■ **WORK TO COMPLETE**:
Print the records exactly as written, and let no picture into the answer.

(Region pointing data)

────

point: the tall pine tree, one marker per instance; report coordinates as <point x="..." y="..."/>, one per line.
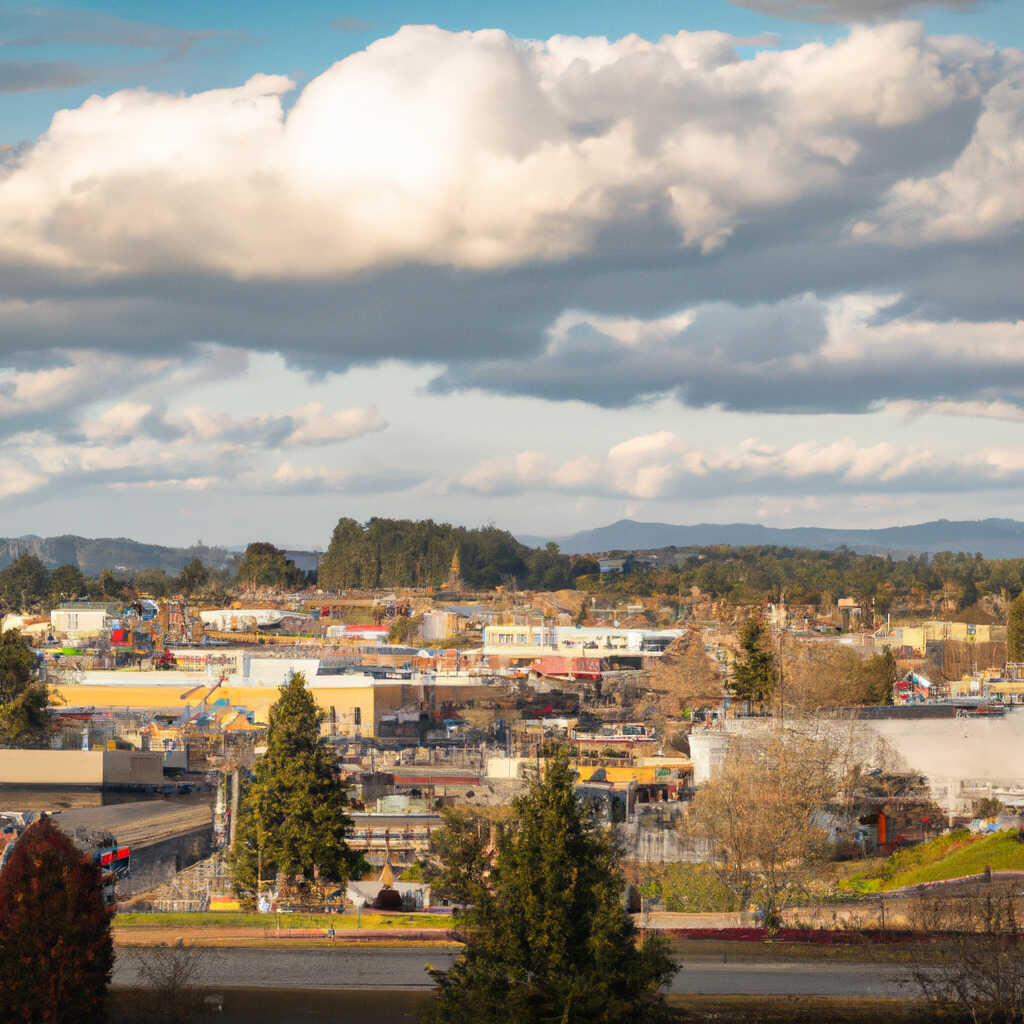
<point x="293" y="817"/>
<point x="755" y="670"/>
<point x="25" y="720"/>
<point x="55" y="947"/>
<point x="548" y="938"/>
<point x="1015" y="629"/>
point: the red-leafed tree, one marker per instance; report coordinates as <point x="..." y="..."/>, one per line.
<point x="55" y="948"/>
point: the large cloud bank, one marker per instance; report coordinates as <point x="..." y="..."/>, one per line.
<point x="479" y="151"/>
<point x="834" y="227"/>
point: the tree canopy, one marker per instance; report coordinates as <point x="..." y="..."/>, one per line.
<point x="755" y="672"/>
<point x="293" y="817"/>
<point x="759" y="816"/>
<point x="548" y="938"/>
<point x="265" y="565"/>
<point x="1015" y="630"/>
<point x="25" y="720"/>
<point x="408" y="553"/>
<point x="55" y="949"/>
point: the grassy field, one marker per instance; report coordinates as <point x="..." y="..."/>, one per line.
<point x="284" y="921"/>
<point x="951" y="856"/>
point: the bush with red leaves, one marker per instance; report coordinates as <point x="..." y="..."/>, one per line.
<point x="55" y="948"/>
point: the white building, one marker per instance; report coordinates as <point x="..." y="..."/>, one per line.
<point x="576" y="641"/>
<point x="80" y="619"/>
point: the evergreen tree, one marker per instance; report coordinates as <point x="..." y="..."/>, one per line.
<point x="55" y="947"/>
<point x="1015" y="629"/>
<point x="293" y="817"/>
<point x="25" y="720"/>
<point x="754" y="673"/>
<point x="548" y="938"/>
<point x="880" y="674"/>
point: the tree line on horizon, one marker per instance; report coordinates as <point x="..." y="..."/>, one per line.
<point x="420" y="553"/>
<point x="799" y="576"/>
<point x="391" y="553"/>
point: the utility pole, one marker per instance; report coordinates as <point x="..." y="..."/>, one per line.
<point x="781" y="688"/>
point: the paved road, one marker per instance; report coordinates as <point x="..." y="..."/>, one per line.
<point x="403" y="969"/>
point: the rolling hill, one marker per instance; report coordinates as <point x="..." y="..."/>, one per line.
<point x="993" y="538"/>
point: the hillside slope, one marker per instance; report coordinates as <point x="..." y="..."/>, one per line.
<point x="993" y="538"/>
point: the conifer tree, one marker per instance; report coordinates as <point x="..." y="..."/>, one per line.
<point x="548" y="938"/>
<point x="1015" y="629"/>
<point x="754" y="673"/>
<point x="55" y="947"/>
<point x="25" y="720"/>
<point x="293" y="817"/>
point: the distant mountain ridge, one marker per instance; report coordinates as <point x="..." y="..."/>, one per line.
<point x="993" y="538"/>
<point x="92" y="555"/>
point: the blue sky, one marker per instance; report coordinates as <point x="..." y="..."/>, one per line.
<point x="314" y="262"/>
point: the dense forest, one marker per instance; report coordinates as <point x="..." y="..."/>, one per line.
<point x="755" y="574"/>
<point x="403" y="553"/>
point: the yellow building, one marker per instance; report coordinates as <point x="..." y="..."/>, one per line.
<point x="353" y="704"/>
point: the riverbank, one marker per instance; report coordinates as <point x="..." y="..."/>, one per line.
<point x="249" y="1006"/>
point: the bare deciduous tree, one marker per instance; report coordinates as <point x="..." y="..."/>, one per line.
<point x="761" y="817"/>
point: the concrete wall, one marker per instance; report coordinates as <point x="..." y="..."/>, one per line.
<point x="962" y="758"/>
<point x="131" y="767"/>
<point x="152" y="865"/>
<point x="81" y="768"/>
<point x="708" y="751"/>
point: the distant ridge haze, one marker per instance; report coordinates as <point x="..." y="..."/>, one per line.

────

■ **SOLUTION TO THE PROBLEM**:
point: the tall pine tree, one marker per instance; report coordinates as <point x="..." y="..."/>, one per line.
<point x="293" y="817"/>
<point x="755" y="670"/>
<point x="25" y="720"/>
<point x="55" y="947"/>
<point x="548" y="938"/>
<point x="1015" y="629"/>
point: the red-leafed tree, one marker per instance; report coordinates as <point x="..." y="..."/>, one per line.
<point x="55" y="948"/>
point: the large cloud bank, one marker per instance; report coordinates as <point x="..." y="..."/>, one per line.
<point x="479" y="151"/>
<point x="834" y="227"/>
point: the tree canopy, one marker per instance; report coordinates as <point x="..." y="..."/>, one per line.
<point x="755" y="672"/>
<point x="293" y="817"/>
<point x="759" y="816"/>
<point x="548" y="938"/>
<point x="265" y="565"/>
<point x="1015" y="630"/>
<point x="25" y="720"/>
<point x="408" y="553"/>
<point x="55" y="949"/>
point: the grassy field, one marker per instance; report coordinates as <point x="..." y="..."/>, one per line.
<point x="284" y="921"/>
<point x="951" y="856"/>
point: the bush with red leaves, one marker per instance; report coordinates as <point x="..." y="..."/>, one per line.
<point x="55" y="948"/>
point: the white building, one marker per instance; report coordinates as <point x="..." y="..."/>, one per line.
<point x="576" y="641"/>
<point x="80" y="619"/>
point: the evergreen tree, one marker per instance; report coordinates as <point x="..." y="..."/>, one per line.
<point x="55" y="947"/>
<point x="1015" y="629"/>
<point x="293" y="817"/>
<point x="25" y="720"/>
<point x="754" y="673"/>
<point x="548" y="938"/>
<point x="880" y="674"/>
point: the tree line on horizon, one marker per instance; report coordinates as <point x="..." y="..."/>, one per line.
<point x="420" y="553"/>
<point x="799" y="576"/>
<point x="391" y="553"/>
point: the utility pole, one marker per instance; report coordinates as <point x="..." y="..."/>, one per line.
<point x="781" y="688"/>
point: the paved road, one marker per instance; report coordinates as <point x="..." y="..."/>, one per line.
<point x="403" y="969"/>
point: the rolling hill, one marker per instance; report coordinates as <point x="..." y="..."/>, one per line.
<point x="993" y="538"/>
point: the hillside slope, one marker per instance; report coordinates as <point x="..." y="..."/>, one per line.
<point x="993" y="538"/>
point: the conifer tree, one marker per instance; report coordinates as <point x="..." y="..."/>, one per line.
<point x="548" y="938"/>
<point x="1015" y="629"/>
<point x="754" y="673"/>
<point x="55" y="947"/>
<point x="25" y="720"/>
<point x="293" y="817"/>
point: the distant mountain ridge, one marker per instance; report coordinates as <point x="..." y="..."/>, one per line.
<point x="993" y="538"/>
<point x="92" y="555"/>
point: the blue sky, one marker per instance; report coordinates as <point x="..." y="..."/>, one per line.
<point x="314" y="262"/>
point: the dense forest, one marker per instance; report coordinates as <point x="..." y="..."/>, one per line.
<point x="755" y="574"/>
<point x="403" y="553"/>
point: the yellow building, one marker per instance; report coordinates as <point x="..." y="..."/>, one per line.
<point x="353" y="704"/>
point: the riverbank, one marker per instance; report coordinates as <point x="..." y="..."/>, one per line.
<point x="249" y="1006"/>
point: the bare deciduous tree, one marker per instance; report coordinates as <point x="..." y="..."/>, one per line.
<point x="761" y="817"/>
point: the concrete wall, one marker per instance; report coordinates as <point x="..." y="..."/>, one per line.
<point x="962" y="758"/>
<point x="131" y="767"/>
<point x="152" y="865"/>
<point x="81" y="768"/>
<point x="708" y="751"/>
point: the distant ridge haze, one marker per instance; report coordinates as <point x="..." y="..."/>, one per line.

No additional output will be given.